- _Consegna 1_
Trova e ricopia ogni riga dei record in cui compare la stringa "microphone".

____________________

Con la sesta doglianza, infine, il ricorrente ha dedotto inosservanza ed erronea applicazione degli artt. 163 cod. pen. e 125 cod. proc. pen., oltre a mancanza grafica o apparenza di motivazione in ordine alla mancata concessione della sospensione condizionale della pena.
2.2. P.L. ha eccepito, invece, sette motivi di doglianza, con il primo dei quali ha lamentato difetto di motivazione in relazione alla ritenuta responsabilità dell'imputato conseguente al fatto di aver consentito che l'asta metallica - che avrebbe causato la morte del V.R. - fosse stata abitualmente utilizzata in cantiere, oltre a non aver impedito l'impiego di un lavoratore non assunto regolarmente.
A dire del ricorrente, infatti, nessuna responsabilità graverebbe a suo carico in ordine alle suddette condotte, atteso che, per come evidenziato nella stessa sentenza impugnata, l'asta metallica non era prevista dal piano di sicurezza e coordinamento (PSC) né era stata inserita negli elenchi degli attrezzi forniti per il cantiere, per cui non era stata messa effettivamente a disposizione dei lavoratori. Le contrarie argomentazioni dedotte dai giudici di merito scaturirebbero da motivazioni contraddittorie, del tutto insufficienti a dimostrare il ritenuto abituale utilizzo dell'asta - peraltro smentito dalle contrarie dichiarazioni rese dal teste Z. -, nel caso di specie avvenuto solo in virtù di un'estemporanea ed eccentrica decisione presa in quel frangente dalla vittima.

____________________

- _Consegna 2_
Porta avanti il brano sui motivi di ricorso, riprendendo subito dopo la sua ultima frase.

- _Record archiviati_
____________________

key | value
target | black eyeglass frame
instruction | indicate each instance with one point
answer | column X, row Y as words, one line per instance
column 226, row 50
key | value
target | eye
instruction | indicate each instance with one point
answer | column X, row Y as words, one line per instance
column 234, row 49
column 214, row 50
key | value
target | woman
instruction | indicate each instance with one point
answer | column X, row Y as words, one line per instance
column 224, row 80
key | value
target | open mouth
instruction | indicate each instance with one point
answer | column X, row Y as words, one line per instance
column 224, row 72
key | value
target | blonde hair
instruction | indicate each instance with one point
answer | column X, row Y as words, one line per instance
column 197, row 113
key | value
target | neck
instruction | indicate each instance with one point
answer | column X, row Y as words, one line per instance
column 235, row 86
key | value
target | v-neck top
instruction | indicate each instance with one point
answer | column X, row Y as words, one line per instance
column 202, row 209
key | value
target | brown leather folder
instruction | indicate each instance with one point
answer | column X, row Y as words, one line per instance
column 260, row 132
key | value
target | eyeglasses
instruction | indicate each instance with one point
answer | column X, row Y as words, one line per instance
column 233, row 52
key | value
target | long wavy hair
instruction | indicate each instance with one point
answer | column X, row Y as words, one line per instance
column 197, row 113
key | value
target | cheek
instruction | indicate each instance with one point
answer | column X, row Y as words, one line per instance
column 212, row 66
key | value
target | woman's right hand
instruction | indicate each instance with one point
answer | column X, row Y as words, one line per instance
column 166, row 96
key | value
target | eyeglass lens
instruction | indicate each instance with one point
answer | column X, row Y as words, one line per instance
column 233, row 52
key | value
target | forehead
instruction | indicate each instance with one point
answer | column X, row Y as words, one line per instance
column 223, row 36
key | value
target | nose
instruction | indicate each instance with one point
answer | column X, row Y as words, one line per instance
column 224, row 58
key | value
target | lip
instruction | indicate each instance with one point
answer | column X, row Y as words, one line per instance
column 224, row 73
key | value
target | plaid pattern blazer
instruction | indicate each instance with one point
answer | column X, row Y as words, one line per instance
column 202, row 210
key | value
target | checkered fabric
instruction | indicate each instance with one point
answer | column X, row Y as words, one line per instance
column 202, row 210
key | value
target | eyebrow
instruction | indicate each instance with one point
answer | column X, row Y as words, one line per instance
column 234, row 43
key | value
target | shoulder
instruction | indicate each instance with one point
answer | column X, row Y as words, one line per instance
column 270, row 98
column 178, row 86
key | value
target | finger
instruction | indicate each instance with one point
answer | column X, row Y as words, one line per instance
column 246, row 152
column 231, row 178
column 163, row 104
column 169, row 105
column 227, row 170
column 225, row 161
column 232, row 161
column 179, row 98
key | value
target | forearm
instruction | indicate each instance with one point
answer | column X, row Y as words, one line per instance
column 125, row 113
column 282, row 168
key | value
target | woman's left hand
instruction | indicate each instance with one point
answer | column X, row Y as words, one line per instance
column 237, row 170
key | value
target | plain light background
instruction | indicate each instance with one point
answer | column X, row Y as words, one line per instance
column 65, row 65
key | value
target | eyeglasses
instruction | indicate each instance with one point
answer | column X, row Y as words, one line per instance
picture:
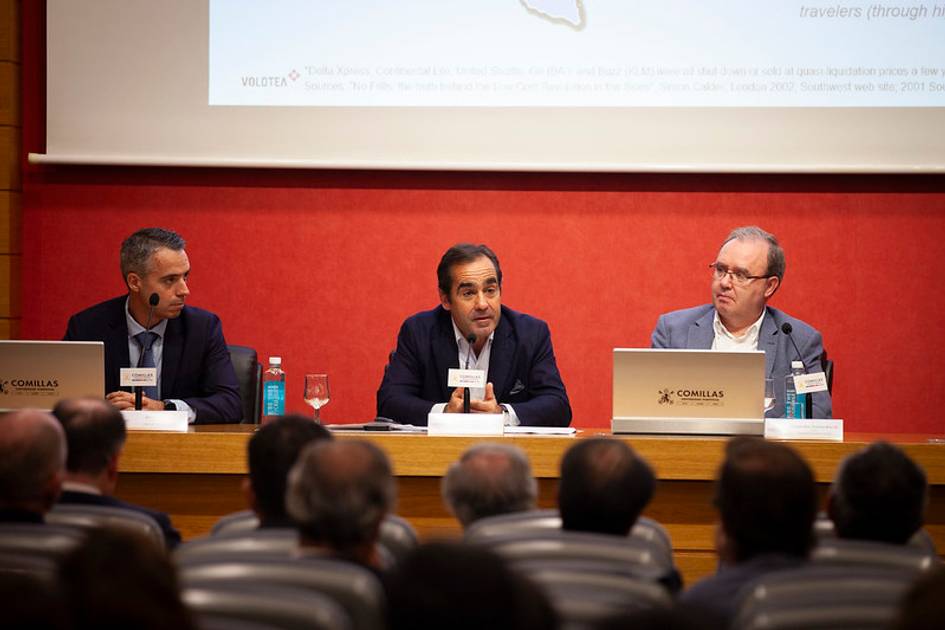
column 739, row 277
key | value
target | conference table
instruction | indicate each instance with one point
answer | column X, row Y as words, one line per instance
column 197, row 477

____________________

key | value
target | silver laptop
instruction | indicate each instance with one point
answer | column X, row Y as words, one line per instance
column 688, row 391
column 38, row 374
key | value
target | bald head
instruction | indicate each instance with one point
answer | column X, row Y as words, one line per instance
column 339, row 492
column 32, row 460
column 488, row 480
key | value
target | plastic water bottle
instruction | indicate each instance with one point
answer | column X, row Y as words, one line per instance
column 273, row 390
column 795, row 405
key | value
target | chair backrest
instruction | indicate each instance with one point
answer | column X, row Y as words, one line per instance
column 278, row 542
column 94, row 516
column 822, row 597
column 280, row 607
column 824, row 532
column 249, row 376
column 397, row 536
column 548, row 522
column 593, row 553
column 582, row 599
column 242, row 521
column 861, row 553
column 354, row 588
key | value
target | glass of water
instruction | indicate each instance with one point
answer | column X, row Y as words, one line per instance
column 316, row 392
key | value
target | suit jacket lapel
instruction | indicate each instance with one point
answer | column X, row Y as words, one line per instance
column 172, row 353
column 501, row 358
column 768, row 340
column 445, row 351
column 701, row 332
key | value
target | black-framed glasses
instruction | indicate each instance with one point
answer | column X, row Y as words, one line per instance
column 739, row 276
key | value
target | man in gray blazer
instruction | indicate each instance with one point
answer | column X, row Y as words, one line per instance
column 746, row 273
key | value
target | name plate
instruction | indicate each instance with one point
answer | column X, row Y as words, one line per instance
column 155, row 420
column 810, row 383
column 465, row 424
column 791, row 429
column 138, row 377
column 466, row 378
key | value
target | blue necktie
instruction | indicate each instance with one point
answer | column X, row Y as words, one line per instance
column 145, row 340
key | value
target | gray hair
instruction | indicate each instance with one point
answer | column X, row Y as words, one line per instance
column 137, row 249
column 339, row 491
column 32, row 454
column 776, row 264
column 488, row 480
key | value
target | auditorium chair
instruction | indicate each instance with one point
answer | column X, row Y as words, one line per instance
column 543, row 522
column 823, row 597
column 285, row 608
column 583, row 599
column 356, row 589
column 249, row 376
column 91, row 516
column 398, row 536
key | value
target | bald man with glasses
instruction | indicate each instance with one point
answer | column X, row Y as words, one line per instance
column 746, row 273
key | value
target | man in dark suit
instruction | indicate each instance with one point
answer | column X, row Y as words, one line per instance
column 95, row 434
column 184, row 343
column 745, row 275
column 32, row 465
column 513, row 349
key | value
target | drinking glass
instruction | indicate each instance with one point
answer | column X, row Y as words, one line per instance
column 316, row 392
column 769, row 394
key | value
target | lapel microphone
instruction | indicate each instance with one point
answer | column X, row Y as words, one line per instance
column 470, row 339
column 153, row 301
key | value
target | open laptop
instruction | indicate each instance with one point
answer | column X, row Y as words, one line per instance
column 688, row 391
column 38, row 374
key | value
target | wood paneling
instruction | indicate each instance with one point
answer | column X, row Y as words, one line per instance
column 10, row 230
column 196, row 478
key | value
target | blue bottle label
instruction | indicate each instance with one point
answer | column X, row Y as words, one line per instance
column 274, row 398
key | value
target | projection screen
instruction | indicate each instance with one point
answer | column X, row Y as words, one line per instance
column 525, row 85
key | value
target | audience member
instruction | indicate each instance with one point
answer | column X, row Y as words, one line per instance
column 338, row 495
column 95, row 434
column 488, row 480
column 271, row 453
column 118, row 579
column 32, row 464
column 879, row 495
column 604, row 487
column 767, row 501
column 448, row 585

____________________

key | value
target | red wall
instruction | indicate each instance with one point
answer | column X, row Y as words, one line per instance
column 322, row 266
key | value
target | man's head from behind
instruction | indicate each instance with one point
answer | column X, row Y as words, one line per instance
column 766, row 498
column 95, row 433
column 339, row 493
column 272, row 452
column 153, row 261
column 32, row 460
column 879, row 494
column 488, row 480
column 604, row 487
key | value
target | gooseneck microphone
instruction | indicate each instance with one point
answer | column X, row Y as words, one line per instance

____________________

- _Risposta 1_
target | lapel microphone
target | gooseneck microphone

- _Risposta 2_
Con la seconda censura il P.L. ha dedotto travisamento della prova in ordine alle dichiarazioni rese dal teste T..
Le propalazioni da quest'ultimo espresse, infatti, non avrebbero offerto elementi utili a far ritenere l'abitualità dell'uso dell'asta metallica - come invece affermato dalla Corte territoriale in sentenza - ma, al contrario, avrebbero consentito di accertare la mancata presenza di un bastone metallico sui luoghi, di certo non utilizzato dalla vittima in occasione del sinistro:
Con il terzo motivo è stato eccepito travisamento della prova in relazione all'individuazione dell'autore del piano operativo di sicurezza e della mancata valenza attribuita al piano di sicurezza e coordinamento.
Deduce, infatti, il ricorrente che, anche sotto tali profili, nessuna responsabilità potrebbe essere ascritta a suo carico, considerato che il piano di sicurezza e coordinamento (PSC) sarebbe stato redatto nel settembre 2007 da parte di un altro professionista, mentre il piano operativo di sicurezza (POS) sarebbe stato predisposto il 22 febbraio 2010, sempre a firma di un altro soggetto, al solo fine di indicare un nuovo direttore tecnico del cantiere e responsabile dei lavoratori per la sicurezza, senza apportare modifica alcuna al precedente piano di sicurezza e coordinamento (PSC).
Con la quarta doglianza il P.L. ha lamentato travisamento della prova in ordine alle conclusioni rese dal perito Fuschetti, che non avrebbe saputo indicare - diversamente da quanto riportato in sentenza - se il segno di colore scuro tipo ruggine presente sull'asta metallica potesse essere stato determinato da una bruciatura, quale punto di contatto con la sovrastante linea elettrica.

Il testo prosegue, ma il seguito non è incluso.